_PROVIDED RECORDS_.

## Start

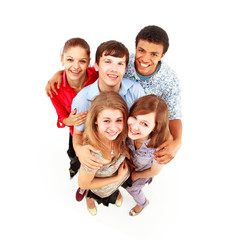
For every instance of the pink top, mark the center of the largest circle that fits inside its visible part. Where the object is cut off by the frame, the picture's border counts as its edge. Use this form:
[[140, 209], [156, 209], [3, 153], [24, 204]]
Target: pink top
[[62, 102]]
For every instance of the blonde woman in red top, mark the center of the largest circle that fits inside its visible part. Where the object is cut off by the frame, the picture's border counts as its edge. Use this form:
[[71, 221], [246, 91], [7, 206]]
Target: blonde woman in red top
[[75, 58]]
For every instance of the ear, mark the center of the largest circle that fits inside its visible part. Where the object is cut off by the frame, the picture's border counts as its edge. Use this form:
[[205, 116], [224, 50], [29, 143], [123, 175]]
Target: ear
[[162, 55], [62, 59], [96, 66]]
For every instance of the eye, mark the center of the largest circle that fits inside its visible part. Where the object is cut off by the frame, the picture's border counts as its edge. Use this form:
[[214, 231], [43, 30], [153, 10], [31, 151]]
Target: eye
[[154, 54], [144, 124]]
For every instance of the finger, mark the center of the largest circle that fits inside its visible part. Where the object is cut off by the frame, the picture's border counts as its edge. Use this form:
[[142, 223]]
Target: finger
[[165, 161], [49, 93], [91, 167], [54, 89], [163, 145], [162, 158], [93, 149], [73, 112], [161, 153], [59, 84]]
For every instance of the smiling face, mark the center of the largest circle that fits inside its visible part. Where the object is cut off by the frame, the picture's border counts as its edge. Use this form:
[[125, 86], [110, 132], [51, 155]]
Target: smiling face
[[140, 126], [75, 61], [110, 123], [148, 56], [111, 71]]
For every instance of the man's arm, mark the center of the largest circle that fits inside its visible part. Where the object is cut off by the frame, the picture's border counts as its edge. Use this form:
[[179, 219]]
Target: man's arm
[[50, 86], [170, 147]]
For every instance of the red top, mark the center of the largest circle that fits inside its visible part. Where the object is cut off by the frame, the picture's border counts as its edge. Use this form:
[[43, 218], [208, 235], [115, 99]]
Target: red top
[[62, 102]]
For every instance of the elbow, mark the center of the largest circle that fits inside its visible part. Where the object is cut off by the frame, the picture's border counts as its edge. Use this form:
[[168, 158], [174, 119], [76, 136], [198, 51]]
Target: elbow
[[83, 185]]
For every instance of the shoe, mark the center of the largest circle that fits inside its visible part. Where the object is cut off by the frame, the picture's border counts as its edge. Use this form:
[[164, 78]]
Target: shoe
[[80, 194], [119, 202], [93, 211], [132, 212], [72, 173]]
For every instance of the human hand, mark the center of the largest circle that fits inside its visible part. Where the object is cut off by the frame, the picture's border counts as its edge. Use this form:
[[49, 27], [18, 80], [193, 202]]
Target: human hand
[[50, 86], [77, 119], [134, 176], [87, 159], [168, 151], [122, 170]]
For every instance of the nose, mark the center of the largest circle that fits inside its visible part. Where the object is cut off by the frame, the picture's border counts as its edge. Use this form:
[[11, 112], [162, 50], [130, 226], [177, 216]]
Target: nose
[[114, 67], [76, 64], [112, 126], [145, 58]]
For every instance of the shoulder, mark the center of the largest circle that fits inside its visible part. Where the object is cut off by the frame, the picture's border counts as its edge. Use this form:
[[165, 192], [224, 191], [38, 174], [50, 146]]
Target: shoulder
[[165, 69], [91, 71]]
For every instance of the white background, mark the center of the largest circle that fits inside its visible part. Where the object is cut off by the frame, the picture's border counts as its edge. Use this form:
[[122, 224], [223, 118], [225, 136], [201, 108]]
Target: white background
[[201, 194]]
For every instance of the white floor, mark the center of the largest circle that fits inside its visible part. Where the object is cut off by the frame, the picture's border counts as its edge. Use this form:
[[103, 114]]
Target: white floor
[[201, 194]]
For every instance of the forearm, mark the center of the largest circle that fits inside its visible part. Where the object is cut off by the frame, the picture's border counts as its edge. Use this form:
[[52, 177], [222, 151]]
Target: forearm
[[97, 182], [175, 127], [151, 172], [67, 121], [77, 140]]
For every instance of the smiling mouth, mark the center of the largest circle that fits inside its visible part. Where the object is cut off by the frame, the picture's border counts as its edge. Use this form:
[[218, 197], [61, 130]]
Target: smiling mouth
[[112, 76], [75, 72], [144, 65], [112, 134], [133, 132]]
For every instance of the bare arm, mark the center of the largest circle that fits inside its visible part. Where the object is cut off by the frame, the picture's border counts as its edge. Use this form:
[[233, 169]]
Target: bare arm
[[151, 172], [83, 152], [75, 119], [170, 147], [88, 180], [50, 86]]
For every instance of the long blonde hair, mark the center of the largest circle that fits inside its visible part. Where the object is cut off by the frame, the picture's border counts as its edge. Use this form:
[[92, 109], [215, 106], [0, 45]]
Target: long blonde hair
[[103, 101], [152, 103]]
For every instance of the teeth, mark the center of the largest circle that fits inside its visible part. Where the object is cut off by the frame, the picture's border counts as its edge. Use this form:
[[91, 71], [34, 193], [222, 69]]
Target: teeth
[[133, 131], [112, 76], [144, 65]]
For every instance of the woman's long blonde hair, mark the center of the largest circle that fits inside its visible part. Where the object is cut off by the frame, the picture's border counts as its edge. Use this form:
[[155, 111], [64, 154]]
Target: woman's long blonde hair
[[101, 102], [152, 103]]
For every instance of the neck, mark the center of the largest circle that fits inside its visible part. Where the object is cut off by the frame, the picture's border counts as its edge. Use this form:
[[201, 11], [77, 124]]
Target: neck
[[138, 143], [78, 84], [103, 87]]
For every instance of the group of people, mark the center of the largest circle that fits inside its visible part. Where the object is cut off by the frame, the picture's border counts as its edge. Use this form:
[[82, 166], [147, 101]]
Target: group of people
[[124, 116]]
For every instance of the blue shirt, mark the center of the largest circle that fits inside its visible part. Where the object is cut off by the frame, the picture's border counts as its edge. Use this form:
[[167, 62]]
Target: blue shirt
[[130, 91], [164, 83]]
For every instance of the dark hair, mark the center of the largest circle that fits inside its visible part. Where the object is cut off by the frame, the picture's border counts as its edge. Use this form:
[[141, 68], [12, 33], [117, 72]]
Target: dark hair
[[74, 42], [112, 48], [154, 34], [152, 103]]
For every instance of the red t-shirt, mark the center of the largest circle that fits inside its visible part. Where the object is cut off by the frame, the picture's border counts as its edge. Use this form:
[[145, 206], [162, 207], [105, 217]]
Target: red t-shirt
[[62, 102]]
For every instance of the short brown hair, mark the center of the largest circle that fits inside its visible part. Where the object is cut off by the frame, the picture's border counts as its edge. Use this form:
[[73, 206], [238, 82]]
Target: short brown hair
[[112, 48], [152, 103]]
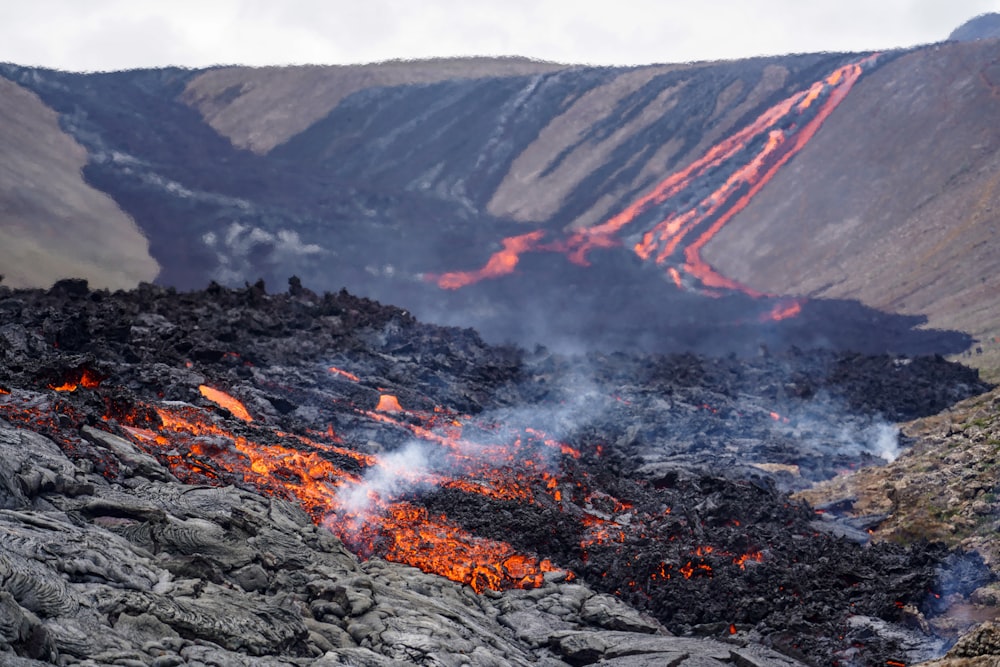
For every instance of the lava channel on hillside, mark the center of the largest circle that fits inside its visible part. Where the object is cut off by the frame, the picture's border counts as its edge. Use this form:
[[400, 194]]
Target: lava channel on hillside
[[674, 220]]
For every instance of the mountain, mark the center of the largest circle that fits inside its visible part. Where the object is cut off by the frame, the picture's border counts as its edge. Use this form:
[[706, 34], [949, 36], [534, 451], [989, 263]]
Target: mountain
[[838, 200], [743, 275]]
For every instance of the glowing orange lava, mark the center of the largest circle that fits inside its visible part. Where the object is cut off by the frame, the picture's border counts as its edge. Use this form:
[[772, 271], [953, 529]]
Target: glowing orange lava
[[344, 374], [199, 449], [501, 263], [751, 157], [226, 401], [85, 378], [388, 403]]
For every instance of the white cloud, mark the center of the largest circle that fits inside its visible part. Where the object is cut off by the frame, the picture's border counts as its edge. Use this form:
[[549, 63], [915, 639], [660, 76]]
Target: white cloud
[[116, 34]]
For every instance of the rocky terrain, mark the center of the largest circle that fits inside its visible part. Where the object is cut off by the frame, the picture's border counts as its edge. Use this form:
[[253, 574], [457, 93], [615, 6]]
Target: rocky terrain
[[285, 457], [493, 193], [708, 421]]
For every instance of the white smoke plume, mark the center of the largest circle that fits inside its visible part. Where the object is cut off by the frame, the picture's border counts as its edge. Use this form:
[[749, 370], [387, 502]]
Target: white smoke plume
[[399, 472]]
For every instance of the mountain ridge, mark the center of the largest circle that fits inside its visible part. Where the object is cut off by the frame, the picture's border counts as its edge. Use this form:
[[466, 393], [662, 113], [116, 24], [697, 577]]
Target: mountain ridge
[[378, 186]]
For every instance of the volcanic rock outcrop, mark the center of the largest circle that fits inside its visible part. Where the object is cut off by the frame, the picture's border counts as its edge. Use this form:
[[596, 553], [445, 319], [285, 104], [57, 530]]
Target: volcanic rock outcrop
[[708, 206], [243, 476]]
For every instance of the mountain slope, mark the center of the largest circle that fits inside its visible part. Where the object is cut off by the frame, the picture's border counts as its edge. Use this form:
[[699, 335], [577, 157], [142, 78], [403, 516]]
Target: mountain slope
[[54, 224], [710, 206], [896, 202]]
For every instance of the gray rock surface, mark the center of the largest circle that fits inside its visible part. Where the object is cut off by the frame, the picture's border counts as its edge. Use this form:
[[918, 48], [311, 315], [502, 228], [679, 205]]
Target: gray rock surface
[[155, 573]]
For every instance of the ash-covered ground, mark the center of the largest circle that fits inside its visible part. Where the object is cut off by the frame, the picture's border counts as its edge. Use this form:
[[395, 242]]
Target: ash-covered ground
[[584, 499]]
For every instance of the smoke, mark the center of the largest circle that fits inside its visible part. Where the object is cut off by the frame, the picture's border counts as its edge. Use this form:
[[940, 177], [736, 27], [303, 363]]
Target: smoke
[[405, 470], [828, 427], [488, 441]]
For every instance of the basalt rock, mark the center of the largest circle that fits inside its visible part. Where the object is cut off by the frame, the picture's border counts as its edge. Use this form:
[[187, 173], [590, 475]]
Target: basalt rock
[[186, 481]]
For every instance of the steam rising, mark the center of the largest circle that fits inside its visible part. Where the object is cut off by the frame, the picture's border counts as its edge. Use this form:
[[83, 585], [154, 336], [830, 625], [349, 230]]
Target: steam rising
[[403, 471]]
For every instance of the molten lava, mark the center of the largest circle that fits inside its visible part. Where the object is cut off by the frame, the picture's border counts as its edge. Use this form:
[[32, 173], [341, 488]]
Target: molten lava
[[501, 263], [344, 374], [83, 377], [388, 403], [226, 401], [732, 172]]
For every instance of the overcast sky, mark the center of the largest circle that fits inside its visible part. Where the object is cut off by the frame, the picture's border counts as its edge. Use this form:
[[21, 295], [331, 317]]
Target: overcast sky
[[118, 34]]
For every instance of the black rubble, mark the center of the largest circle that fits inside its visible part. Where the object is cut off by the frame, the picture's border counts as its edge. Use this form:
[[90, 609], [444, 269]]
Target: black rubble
[[117, 554]]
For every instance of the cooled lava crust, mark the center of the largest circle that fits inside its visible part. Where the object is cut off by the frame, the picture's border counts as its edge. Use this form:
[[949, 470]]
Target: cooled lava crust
[[662, 479]]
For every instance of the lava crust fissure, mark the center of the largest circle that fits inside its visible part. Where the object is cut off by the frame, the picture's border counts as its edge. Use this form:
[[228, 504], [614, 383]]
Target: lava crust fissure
[[660, 480]]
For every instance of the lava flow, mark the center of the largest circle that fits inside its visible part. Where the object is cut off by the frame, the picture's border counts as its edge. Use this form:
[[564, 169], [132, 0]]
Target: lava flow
[[200, 450], [732, 172]]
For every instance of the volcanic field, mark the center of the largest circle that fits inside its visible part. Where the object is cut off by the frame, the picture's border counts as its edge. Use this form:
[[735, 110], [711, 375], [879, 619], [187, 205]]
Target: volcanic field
[[656, 486]]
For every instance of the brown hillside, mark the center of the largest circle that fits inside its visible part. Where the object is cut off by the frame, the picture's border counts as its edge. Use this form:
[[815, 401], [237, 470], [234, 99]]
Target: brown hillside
[[259, 108], [896, 201], [52, 223]]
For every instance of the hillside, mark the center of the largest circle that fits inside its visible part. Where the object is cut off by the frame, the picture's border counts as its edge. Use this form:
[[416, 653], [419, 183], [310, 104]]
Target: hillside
[[493, 193], [53, 223]]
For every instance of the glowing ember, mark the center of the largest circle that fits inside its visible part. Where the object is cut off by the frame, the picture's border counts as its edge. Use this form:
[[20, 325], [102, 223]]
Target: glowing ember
[[783, 311], [388, 403], [226, 401], [501, 263], [199, 449], [749, 158], [344, 374], [85, 378]]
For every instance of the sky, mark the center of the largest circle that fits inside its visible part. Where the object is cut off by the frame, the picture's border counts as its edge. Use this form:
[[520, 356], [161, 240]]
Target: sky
[[86, 35]]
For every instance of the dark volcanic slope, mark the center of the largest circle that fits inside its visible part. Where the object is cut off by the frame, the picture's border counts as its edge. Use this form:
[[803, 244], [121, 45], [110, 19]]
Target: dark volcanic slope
[[576, 205], [397, 185], [650, 478], [895, 202]]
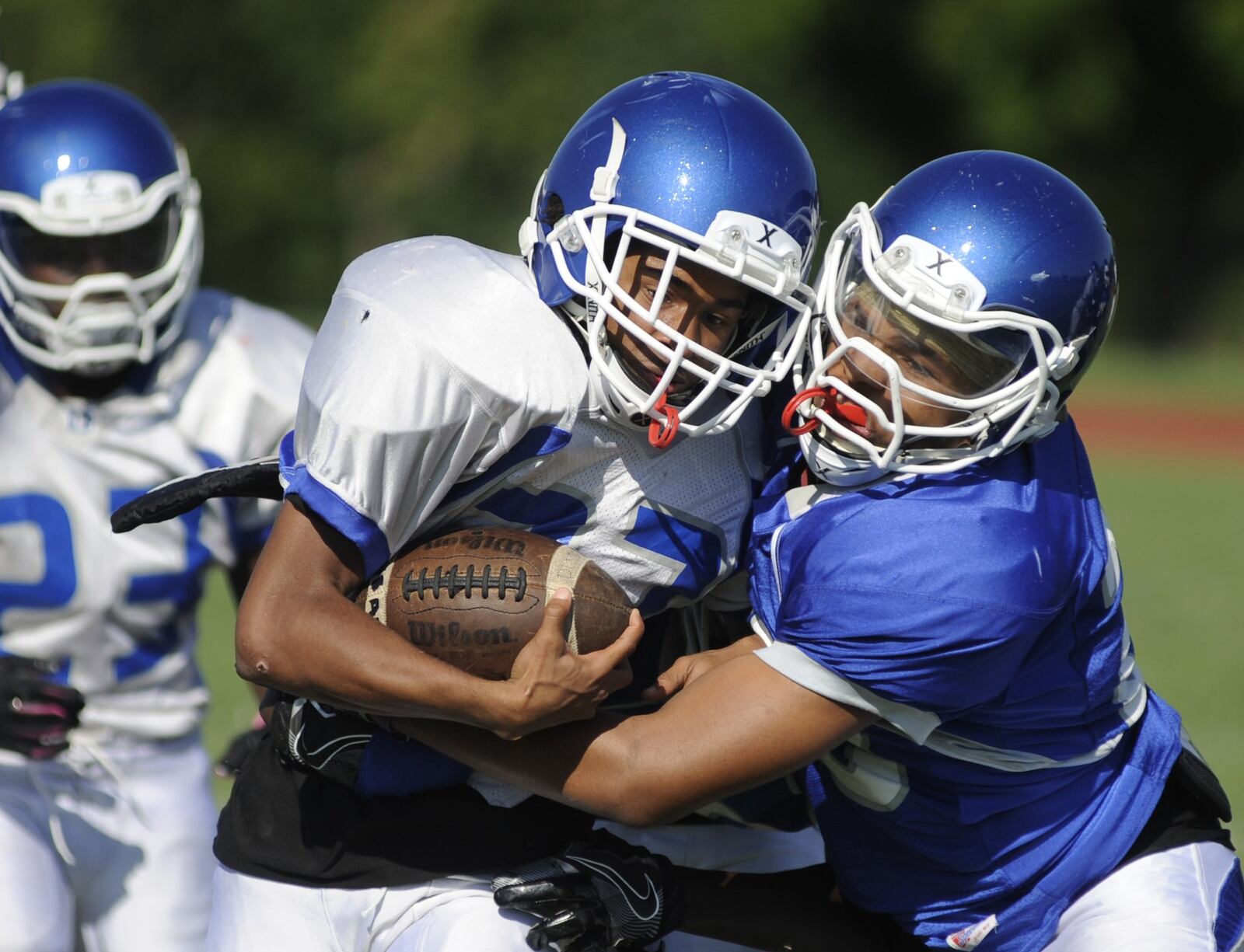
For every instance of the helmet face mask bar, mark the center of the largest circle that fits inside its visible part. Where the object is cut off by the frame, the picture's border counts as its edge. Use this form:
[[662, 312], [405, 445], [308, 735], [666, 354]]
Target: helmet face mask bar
[[725, 383], [96, 267], [992, 371], [698, 176]]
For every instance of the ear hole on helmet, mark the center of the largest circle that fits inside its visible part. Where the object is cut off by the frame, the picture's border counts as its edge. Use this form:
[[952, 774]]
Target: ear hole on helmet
[[553, 209]]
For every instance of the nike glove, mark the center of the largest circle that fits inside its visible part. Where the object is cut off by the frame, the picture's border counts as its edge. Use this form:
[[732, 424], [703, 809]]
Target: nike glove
[[37, 713], [600, 894]]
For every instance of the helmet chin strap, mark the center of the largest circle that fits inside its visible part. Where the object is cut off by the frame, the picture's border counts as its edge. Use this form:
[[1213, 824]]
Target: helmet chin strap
[[605, 182], [662, 434]]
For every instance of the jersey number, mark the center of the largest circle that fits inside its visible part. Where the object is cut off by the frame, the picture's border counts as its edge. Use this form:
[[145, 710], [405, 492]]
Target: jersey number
[[59, 582]]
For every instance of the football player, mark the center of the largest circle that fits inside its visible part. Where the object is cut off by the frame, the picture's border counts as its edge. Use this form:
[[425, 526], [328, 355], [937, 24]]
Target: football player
[[938, 612], [116, 375], [570, 392]]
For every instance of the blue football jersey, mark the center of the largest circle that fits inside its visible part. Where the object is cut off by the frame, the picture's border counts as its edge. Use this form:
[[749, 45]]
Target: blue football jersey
[[978, 613]]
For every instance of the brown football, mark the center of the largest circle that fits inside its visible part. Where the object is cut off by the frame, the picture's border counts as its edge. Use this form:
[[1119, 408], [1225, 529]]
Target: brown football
[[474, 597]]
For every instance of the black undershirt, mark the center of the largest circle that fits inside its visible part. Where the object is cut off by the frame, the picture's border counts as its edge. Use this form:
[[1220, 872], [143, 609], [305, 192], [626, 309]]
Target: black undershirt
[[292, 825]]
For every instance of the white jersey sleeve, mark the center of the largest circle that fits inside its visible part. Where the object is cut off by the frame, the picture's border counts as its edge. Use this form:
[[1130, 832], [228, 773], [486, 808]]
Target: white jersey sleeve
[[242, 400], [435, 361]]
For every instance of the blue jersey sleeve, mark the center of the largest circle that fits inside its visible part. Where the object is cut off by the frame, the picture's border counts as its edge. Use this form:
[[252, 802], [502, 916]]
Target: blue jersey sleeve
[[908, 603]]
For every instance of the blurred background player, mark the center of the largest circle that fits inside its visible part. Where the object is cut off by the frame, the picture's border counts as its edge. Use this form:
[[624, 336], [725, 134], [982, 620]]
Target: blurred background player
[[600, 393], [116, 375], [939, 613]]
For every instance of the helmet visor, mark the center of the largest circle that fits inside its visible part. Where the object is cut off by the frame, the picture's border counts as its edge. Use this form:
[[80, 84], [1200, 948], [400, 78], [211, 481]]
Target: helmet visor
[[62, 260], [961, 364]]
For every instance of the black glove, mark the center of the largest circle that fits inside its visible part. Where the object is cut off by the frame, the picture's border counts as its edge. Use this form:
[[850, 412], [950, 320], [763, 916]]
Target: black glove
[[321, 738], [37, 713], [239, 750], [597, 895]]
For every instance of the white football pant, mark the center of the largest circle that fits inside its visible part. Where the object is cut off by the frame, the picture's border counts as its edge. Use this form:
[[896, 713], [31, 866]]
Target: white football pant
[[445, 915], [1165, 901], [116, 844]]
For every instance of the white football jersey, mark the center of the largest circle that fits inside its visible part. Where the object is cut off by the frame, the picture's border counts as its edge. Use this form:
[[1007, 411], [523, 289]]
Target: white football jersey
[[117, 613], [443, 392]]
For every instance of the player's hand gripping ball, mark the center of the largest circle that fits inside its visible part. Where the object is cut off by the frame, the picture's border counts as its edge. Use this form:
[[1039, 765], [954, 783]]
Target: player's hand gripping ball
[[473, 598]]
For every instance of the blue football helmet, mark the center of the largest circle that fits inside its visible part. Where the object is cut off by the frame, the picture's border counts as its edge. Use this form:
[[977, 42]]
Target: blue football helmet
[[100, 230], [980, 286], [701, 172]]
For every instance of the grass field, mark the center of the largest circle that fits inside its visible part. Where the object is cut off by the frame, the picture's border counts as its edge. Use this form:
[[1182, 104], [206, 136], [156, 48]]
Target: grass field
[[1181, 536]]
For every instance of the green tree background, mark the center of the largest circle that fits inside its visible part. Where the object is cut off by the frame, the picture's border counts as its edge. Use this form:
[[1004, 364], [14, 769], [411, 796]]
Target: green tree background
[[325, 127]]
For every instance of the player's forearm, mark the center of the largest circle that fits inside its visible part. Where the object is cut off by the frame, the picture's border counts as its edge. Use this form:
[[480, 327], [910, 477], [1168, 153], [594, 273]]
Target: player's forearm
[[323, 647], [594, 765]]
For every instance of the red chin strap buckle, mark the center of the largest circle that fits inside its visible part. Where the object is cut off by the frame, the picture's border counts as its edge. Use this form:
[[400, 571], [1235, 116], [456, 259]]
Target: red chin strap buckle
[[788, 415], [662, 434], [849, 412]]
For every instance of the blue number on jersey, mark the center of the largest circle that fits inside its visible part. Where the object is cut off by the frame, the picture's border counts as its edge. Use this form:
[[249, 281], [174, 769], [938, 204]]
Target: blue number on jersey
[[60, 576], [59, 583], [694, 551]]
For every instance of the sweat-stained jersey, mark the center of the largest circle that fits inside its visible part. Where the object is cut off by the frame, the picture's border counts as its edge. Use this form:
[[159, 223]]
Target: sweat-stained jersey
[[980, 614], [443, 392], [117, 612]]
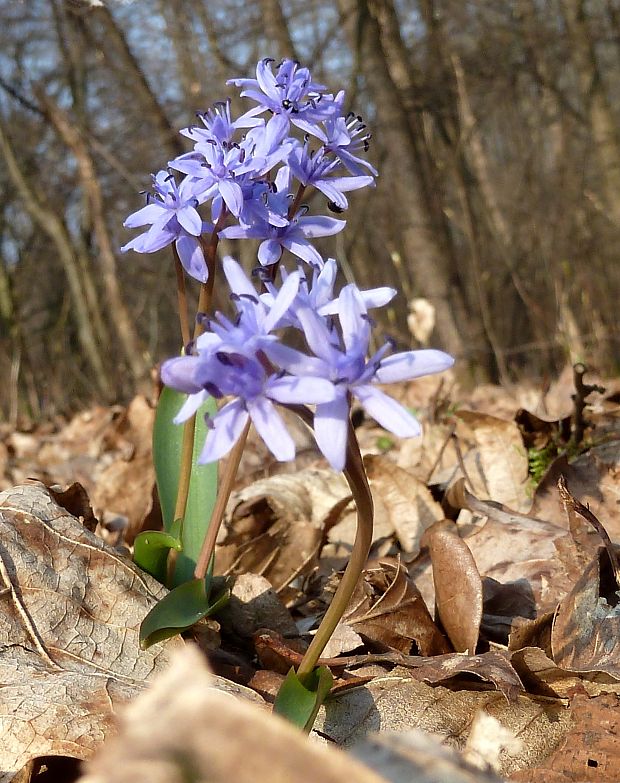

## End

_PROBLEM STATEMENT_.
Set down the material again word for word, from the very start down to the line containing "[[162, 55], [62, 59], [96, 66]]", including that line, and leave the pictures out of your copy.

_RIGHT ANSWER_.
For every instance of the pink top, mark the center of the largest circle that fits inside its visible part. Where the object is cut off by the frame, the picture's border counts as its edge. Use this form:
[[140, 209], [156, 209], [3, 153], [24, 204]]
Target: pink top
[[62, 102]]
For every instance of the blonde woman in red top, mark the center of the largest circle that fits inside its visible part. Where the object is cut off by the frame, the picture's border counts as its edge. Use this form:
[[71, 221], [246, 91], [7, 206]]
Target: blonde woman in red top
[[75, 58]]
For every instance of the ear, mark the center of the largest circle that fits inside its visible part. Where the object is cut off by the frame, the picture's border counts as its edge. Use this form:
[[205, 116], [224, 50], [29, 143], [123, 175]]
Target: ear
[[162, 55], [62, 59], [96, 66]]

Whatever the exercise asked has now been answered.